[你要做的]
根据下面讲 Pyspark dataframe 的文本，回答以下问题：
1. 按文章目录，dropna 方法的作用是什么？
2. 代码中为 spark.master 配置的值是什么？
3. 代码中通过 appName 设置的应用名称是什么？

[文本段落]
■ ■ ■ ■ ■

文章目录
- [Pyspark dataframe](#Pyspark dataframe)
-
- [count 统计数量](#count 统计数量)
- [createGlobalTempView 创建全局视图表](#createGlobalTempView 创建全局视图表)
- [createOrReplaceGlobalTempView 创建全局视图表](#createOrReplaceGlobalTempView 创建全局视图表)
- [createTempView 创建临时视图](#createTempView 创建临时视图)
- [createOrReplaceTempView 创建临时视图](#createOrReplaceTempView 创建临时视图)
- [crossJoin 返回笛卡尔积](#crossJoin 返回笛卡尔积)
- [cube 维度统计](#cube 维度统计)
- [describe 统计列的基本信息](#describe 统计列的基本信息)
- [distinct 去重](#distinct 去重)
- [drop 删除列](#drop 删除列)
- [dropDuplicates 去重](#dropDuplicates 去重)
- [dropna 删除null值](#dropna 删除null值)
- [dtypes 查看列类型](#dtypes 查看列类型)
- [exceptall 剔除交集数据](#exceptall 剔除交集数据)
- [explan 查看执行计划](#explan 查看执行计划)
- [fillna 填充null值](#fillna 填充null值)
- [filter 过滤](#filter 过滤)
- [first 获取第一条数据的row对象](#first 获取第一条数据的row对象)
Pyspark dataframe
from pyspark.sql import SparkSession,Row
from pyspark.sql.types import *
def init_spark():
spark = SparkSession.builder.appName('LDSX_TEST_DATAFrame') \
.config('hive.metastore.uris', 'thrift://hadoop01:9083') \
.config('spark.master', "local[2]") \
.enableHiveSupport().getOrCreate()

■ ■ ■ ■ ■

[记录]
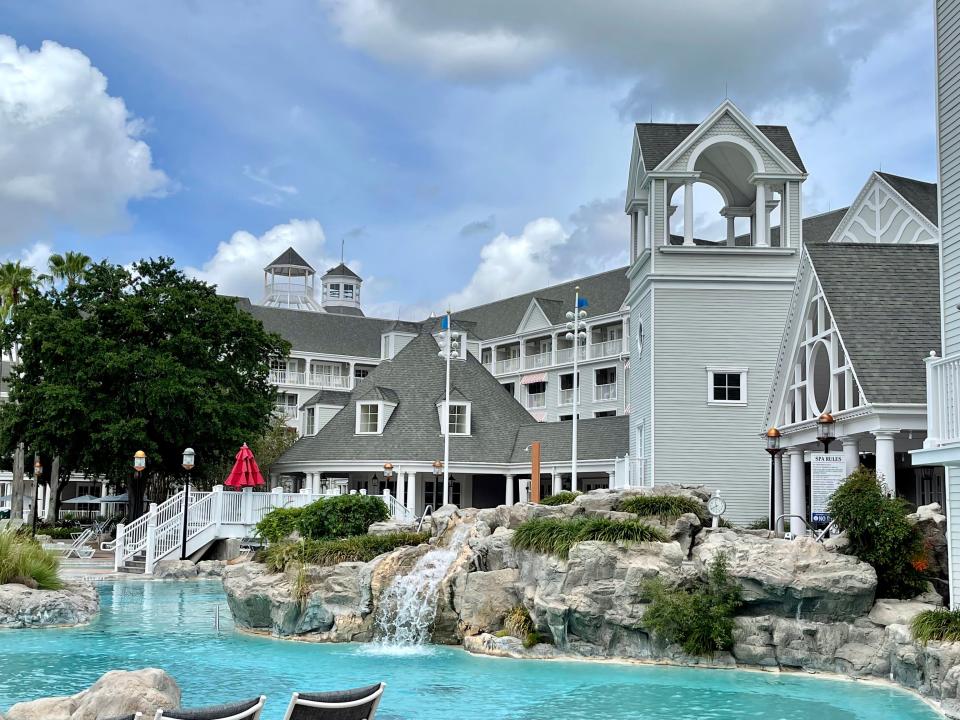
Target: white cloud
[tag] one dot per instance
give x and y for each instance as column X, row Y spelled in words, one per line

■ ■ ■ ■ ■

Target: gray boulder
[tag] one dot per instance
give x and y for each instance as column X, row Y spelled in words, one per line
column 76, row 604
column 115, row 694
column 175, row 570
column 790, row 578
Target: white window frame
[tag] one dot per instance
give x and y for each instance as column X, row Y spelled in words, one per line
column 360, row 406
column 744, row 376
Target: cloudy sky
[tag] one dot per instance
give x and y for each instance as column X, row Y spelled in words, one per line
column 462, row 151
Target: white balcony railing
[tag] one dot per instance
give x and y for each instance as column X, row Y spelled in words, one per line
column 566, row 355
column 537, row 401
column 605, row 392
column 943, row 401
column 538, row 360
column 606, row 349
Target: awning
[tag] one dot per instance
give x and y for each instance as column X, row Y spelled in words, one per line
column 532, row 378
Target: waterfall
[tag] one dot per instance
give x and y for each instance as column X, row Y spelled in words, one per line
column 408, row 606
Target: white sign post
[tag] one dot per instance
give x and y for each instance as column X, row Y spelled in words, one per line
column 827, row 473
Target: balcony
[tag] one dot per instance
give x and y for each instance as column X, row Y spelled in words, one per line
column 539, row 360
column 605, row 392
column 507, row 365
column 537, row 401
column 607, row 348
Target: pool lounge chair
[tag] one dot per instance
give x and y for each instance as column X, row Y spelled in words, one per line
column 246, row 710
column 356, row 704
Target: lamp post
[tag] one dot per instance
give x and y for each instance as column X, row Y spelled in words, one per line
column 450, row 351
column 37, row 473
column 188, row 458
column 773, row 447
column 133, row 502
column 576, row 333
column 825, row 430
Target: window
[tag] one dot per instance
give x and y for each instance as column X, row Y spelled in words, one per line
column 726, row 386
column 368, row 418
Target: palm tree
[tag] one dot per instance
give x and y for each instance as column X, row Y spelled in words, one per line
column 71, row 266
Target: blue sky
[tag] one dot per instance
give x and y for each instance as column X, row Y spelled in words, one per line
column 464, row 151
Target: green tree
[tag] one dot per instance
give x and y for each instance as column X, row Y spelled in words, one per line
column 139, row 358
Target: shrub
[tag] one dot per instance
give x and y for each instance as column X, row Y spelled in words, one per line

■ ■ ■ ■ ■

[参考答案]
1. 删除null值。
2. "local[2]"。
3. 'LDSX_TEST_DATAFrame'。